- What the task asks
Every line of the material is to be repeated exactly as it stands.

---- Data provided

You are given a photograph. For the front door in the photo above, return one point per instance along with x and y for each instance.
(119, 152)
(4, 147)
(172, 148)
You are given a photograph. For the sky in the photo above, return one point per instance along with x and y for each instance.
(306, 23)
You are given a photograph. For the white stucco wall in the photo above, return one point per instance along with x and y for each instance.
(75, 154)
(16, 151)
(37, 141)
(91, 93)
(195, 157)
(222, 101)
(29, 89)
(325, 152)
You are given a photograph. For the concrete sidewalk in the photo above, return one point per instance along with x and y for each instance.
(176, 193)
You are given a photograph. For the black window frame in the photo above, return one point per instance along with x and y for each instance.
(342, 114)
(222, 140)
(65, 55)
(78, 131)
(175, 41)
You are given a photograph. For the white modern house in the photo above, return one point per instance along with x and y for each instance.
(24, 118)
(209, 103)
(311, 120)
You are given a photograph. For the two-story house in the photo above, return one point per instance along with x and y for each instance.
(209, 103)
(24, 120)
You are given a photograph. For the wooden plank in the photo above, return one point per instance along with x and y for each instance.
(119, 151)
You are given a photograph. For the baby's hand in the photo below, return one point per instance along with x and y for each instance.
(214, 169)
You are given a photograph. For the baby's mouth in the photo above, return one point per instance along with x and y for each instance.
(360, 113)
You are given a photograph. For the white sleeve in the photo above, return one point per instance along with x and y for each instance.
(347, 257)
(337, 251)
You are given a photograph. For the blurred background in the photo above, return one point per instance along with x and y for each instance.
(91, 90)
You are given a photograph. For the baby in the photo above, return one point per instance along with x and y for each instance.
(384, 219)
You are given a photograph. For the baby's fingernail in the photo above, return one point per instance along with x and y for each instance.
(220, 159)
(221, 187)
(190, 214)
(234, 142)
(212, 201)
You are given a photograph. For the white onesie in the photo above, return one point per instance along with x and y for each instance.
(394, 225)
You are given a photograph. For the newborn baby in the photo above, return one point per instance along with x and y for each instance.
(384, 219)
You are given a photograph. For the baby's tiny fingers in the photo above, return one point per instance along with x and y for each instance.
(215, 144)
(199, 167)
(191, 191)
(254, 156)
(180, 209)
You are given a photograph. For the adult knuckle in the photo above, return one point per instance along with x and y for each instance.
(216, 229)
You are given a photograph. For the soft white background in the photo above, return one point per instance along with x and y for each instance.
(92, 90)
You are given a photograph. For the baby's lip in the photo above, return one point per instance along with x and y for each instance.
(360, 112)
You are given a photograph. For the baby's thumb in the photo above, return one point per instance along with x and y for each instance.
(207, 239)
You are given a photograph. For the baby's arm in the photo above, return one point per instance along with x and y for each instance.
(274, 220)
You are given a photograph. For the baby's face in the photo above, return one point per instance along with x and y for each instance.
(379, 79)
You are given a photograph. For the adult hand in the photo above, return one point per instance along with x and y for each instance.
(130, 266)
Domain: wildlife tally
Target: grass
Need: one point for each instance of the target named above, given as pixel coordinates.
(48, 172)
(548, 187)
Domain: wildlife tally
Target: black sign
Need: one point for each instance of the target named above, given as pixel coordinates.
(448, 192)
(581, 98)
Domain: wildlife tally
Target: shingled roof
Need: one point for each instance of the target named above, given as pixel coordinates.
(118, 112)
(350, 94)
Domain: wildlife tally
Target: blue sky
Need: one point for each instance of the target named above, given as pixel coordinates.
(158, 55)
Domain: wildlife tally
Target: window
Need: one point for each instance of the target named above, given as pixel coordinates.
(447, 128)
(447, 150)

--------

- Answer
You are given a photograph. For the front door in the photo above, return one point per instance along with x and y for each instance.
(119, 152)
(4, 147)
(172, 148)
You are given a photograph. For the sky in the photo above, return one point per instance along with x and y for each instance.
(306, 23)
You are given a photograph. For the white stucco wall in the photo above, return one point per instance along with x and y for each instance.
(75, 154)
(16, 151)
(37, 141)
(91, 93)
(195, 157)
(222, 101)
(29, 89)
(325, 152)
You are given a photograph. For the concrete sidewalk in the photo above, return one point per instance along with x and y for each instance.
(176, 193)
You are given a photograph. For the black window frame in the photo above, return one point per instance along with x and y for each instance.
(342, 114)
(222, 140)
(65, 55)
(78, 131)
(175, 41)
You are given a photograph. For the white modern house in the photo above, return one point per instance along with x and y for each instance.
(24, 118)
(209, 103)
(311, 120)
You are given a photograph. For the two-story house in the photo above, return one point per instance along with x and y for each instance.
(209, 103)
(24, 120)
You are given a photograph. For the wooden plank in the photo above, return one point per instance along with x and y for each instance.
(119, 151)
You are given a photograph. For the baby's hand in the photo below, return one point per instance along with x and y for each instance.
(214, 169)
You are given a photograph. For the baby's mouth in the photo above, return one point per instance along with x and y for each instance.
(360, 113)
You are given a photograph. For the white sleeve in the photo above, return one point per instance along with x and y for each instance.
(347, 257)
(337, 251)
You are given a photograph. For the blurred background in the photo above, return one point per instance along with x and y for each instance.
(91, 90)
You are given a photograph. For the baby in the photo above, return one point per instance along with x and y for each instance.
(384, 219)
You are given a photograph. For the baby's fingernail in the photo above, return one point per instance along with x and y for each instance.
(220, 159)
(221, 187)
(190, 214)
(234, 142)
(212, 201)
You are given a photograph. For the white onesie in the photo above, return one point per instance along with x and y for each instance.
(394, 225)
You are given a photograph. For the newborn baby in the photo above, return one point per instance along with x and y for each instance.
(384, 219)
You are given a photograph. For the baby's tiny fingers in the photo above, return one point per instance along with x and y for each instance.
(215, 144)
(199, 167)
(191, 191)
(254, 156)
(180, 209)
You are given a photograph. For the adult knuckle in the photo above, return one point per instance along with x and y for each instance.
(216, 229)
You are given a photograph. For the soft white background in the photo above, return one point per instance along with x and y for each instance.
(92, 90)
You are given a photograph. For the baby's lip in the photo above, return one point per instance along with x and y for each instance.
(360, 112)
You are given a photograph. For the baby's thumb in the photo above, return one point per instance along with x and y for each instance.
(207, 239)
You are given a photograph. For the baby's arm in the photo above, return one point per instance along with x and y for each instance.
(274, 220)
You are given a photograph. For the baby's face in the photo above, return one point per instance along with x and y for each instance.
(379, 79)
You are given a photograph. For the adult hand in the photo above, return one point per instance along with x and y for each instance.
(130, 266)
Domain: wildlife tally
Target: grass
Need: one point for each instance of the target named above, given as pixel coordinates.
(48, 172)
(548, 187)
Domain: wildlife tally
Target: black sign
Need: one point for each instance of the target named above, given as pixel coordinates.
(448, 192)
(581, 98)
Domain: wildlife tally
Target: shingled roof
Need: one point for each instance of the target named above, given as pixel coordinates.
(118, 112)
(350, 94)
Domain: wildlife tally
Target: blue sky
Need: one point for each instance of the target named above, given as pixel coordinates.
(158, 55)
Domain: wildlife tally
Target: window
Need: one point for each instance of the target named above, given as pixel coordinates.
(447, 128)
(447, 150)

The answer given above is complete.